[[ Page text open ]]

Isn't all this a bit depressing? At least Chua offered us a parental work ethic as a way onward and upward. Genetic determinism smacks of eugenics.

Caplan counters that it is a happy message. He quotes from Mary Poppins. Stop thinking that children, as Mr Banks does, "must be moulded, shaped and taught, that life's a looming battle to be faced and fought!" And, well, just enjoy.


katy said...

I recently either heard or read about this and I was annoyed at the time by the way the argument is presented. Obviously we now know that genes are not fixed and rigid but rather gene expression can be "switched on" or suppressed as a result of complex environmental factors (ie, the discipline of epigenetics). I heard the British writer David Mitchell being interviewed on Kim Hill a few weeks ago, he is a stutterer and was explaining that stuttering is caused by a range of factors but that he has not been able to understand what exactly triggered it in him because it is such a complex process, which is obviously an unsatsifying answer if you want to know that x+y=whatever but better reflects that these things are affected by so many things and that the answers are rarely as simplistic as we would like!

Nicholas O'Kane said...

I read the Dominion Post article too and find it extremely interesting.

I understand why it can upset some parents as parents always want the best in their children and would love to create the perfect child. Being unable to do so would disapoint alot of parents.

I've never doubted much that genes can have a big effect, but nuture so little?

Given that many poor people come from poor families it does ask if poverty is genetic and is it a waste of time and money to improve the lot of the poor. Also given the scale of maori/pacifica disadvantage in new Zealand, and black disadvantage in the states, it leads to the rascist question as to weather white people have more of the success genes in them?

Even if Bryan Caplans theories are true they pose some really interesting questions

Anonymous said...

[[ Page text closed ]]
[[ Source data open ]]

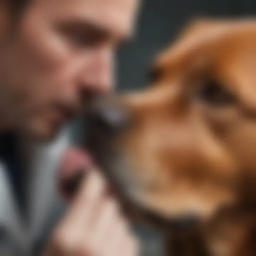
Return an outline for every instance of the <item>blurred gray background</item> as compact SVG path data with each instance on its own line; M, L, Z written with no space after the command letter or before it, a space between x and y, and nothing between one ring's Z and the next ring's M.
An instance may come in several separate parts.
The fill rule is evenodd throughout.
M192 18L237 17L255 14L256 0L144 0L136 37L118 53L118 90L145 86L148 70L156 54ZM136 230L143 242L143 256L163 255L161 237L143 227Z

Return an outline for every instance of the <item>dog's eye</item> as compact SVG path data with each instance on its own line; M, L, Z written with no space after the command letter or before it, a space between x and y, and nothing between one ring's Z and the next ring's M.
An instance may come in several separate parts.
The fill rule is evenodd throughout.
M224 107L233 104L235 97L222 85L214 81L208 82L198 92L199 99L215 107Z
M152 69L149 71L149 80L151 82L156 81L160 76L160 71L158 69Z

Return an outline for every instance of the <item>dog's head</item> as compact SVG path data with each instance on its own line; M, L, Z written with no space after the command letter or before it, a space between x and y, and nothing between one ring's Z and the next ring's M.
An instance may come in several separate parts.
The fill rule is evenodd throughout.
M153 73L93 104L89 146L133 203L208 218L256 185L256 22L196 22Z

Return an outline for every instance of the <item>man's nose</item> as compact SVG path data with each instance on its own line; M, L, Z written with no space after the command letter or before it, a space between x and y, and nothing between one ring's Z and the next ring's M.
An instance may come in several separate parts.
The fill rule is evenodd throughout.
M85 65L81 75L84 90L100 94L112 90L114 84L113 58L111 51L102 50L89 66Z

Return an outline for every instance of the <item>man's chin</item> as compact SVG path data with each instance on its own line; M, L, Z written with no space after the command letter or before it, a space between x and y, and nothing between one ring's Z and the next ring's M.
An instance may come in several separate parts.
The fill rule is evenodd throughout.
M54 139L59 133L62 124L38 123L24 129L25 133L33 140L48 142Z

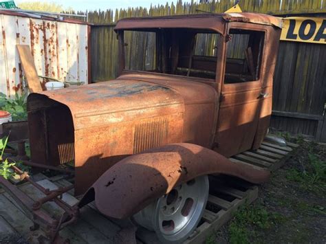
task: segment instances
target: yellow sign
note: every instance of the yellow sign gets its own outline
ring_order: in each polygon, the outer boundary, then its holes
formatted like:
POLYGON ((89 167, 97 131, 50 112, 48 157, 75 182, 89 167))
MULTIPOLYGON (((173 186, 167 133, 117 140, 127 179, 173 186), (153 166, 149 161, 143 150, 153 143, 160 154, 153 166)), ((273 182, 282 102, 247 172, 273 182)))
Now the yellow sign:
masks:
POLYGON ((281 40, 326 44, 326 19, 284 18, 281 40))
POLYGON ((239 5, 239 3, 237 3, 233 7, 232 7, 231 8, 229 8, 228 10, 226 10, 224 12, 226 12, 226 13, 228 13, 228 12, 242 12, 242 10, 241 10, 240 6, 239 5))

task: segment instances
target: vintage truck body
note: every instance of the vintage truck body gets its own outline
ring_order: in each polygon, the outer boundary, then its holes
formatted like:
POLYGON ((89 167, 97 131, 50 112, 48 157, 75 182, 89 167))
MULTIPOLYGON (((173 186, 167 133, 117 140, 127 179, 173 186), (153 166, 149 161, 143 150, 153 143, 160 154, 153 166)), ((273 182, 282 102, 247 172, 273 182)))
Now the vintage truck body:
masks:
POLYGON ((117 219, 202 175, 263 182, 268 172, 227 157, 257 148, 266 134, 281 24, 250 13, 120 21, 116 80, 29 96, 32 161, 74 162, 80 206, 95 199, 117 219), (142 68, 127 60, 129 32, 155 36, 150 68, 149 51, 142 68), (210 55, 197 54, 199 34, 216 35, 210 55), (235 58, 233 36, 245 43, 235 58))

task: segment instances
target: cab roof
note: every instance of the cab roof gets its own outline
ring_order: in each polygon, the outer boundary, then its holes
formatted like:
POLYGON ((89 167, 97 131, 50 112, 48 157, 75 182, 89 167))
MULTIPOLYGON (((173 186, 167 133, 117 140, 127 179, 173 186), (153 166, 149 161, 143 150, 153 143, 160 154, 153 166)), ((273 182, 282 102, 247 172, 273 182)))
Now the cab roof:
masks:
POLYGON ((281 28, 281 18, 249 12, 201 14, 164 16, 126 18, 120 20, 114 30, 191 28, 210 29, 223 33, 223 22, 243 22, 272 25, 281 28))

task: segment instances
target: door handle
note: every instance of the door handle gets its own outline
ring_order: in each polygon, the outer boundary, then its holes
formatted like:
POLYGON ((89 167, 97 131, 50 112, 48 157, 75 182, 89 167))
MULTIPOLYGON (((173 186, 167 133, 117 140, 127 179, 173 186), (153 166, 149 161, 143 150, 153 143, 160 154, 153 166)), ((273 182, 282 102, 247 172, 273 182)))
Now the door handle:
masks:
POLYGON ((269 95, 269 94, 267 93, 263 93, 263 92, 261 92, 261 93, 259 93, 259 96, 258 96, 258 98, 267 98, 267 97, 268 96, 268 95, 269 95))

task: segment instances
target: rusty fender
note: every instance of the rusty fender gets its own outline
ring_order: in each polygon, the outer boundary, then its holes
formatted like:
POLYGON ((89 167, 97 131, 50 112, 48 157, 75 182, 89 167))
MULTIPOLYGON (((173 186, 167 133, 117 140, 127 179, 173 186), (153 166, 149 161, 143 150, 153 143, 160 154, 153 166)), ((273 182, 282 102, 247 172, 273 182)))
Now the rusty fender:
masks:
POLYGON ((179 143, 128 157, 109 168, 89 189, 79 206, 95 199, 102 214, 132 216, 176 185, 200 175, 220 173, 252 183, 267 181, 270 173, 232 162, 200 146, 179 143))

[[ Source data closed ]]

--- Exercise instructions ---
A: Answer these from the discussion of genes and parenting:
(i) Which film does Caplan quote from?
(ii) Which British writer did katy hear interviewed on Kim Hill?
(iii) Which newspaper's article did Nicholas O'Kane say he read?
B: Write the next part of the discussion of genes and parenting, picking up where it stops.

--- Responses for each task ---
A:
(i) Mary Poppins
(ii) David Mitchell
(iii) The Dominion Post

B:
Being a parent now has often caused me to try and relate my childhood with how I raise my children. My conclusion was that the influence of my parents was the driving factor up until early childhood (probably about the age of 3 or 4) but then the influence of my older siblings was far more influential in shaping my personality up through to adolescence. The downside of this reflection is that I've realised that at times I was a bully, although I never considered myself so at the time. I behaved towards my peers as my older siblings behaved towards me.

eyn said...

You mean social engineering ain't going to work on our kids???

Yes that would be soooo waaaaycist of you to suggest any group might have evolved more intelligence ,uh ,to suit their environment!

You know, a more challenging environment with snow and stuff!!

Evolution only works on muscle-twitch fibres( how come only black people are are allowed to win the 100m sprint at the Olympics?)
(How come white people win all the swimming medals?) and melatonin!! Never intelligence!! No never!!

Can’t be genes surely??? Nooo race is just a social construct!!

We are all encouraged to accept ‘diversity’ yet you liberals all want the races to merge into a shade of coffee!! With milk!!
Therefore diversity gone!!! Waaaaah!

Well at least that is what liberals preach for the rest of us, what they do in their own lives is usually very different!

Any parent will tell you that nature trumps nurture, even more evident as the child grows.

Who you don’t have children with is as important as who you do have children with...just ask Amy Chua.

stargazer said...

well eyn, this evolution you speak of seems to have passed you by entirely.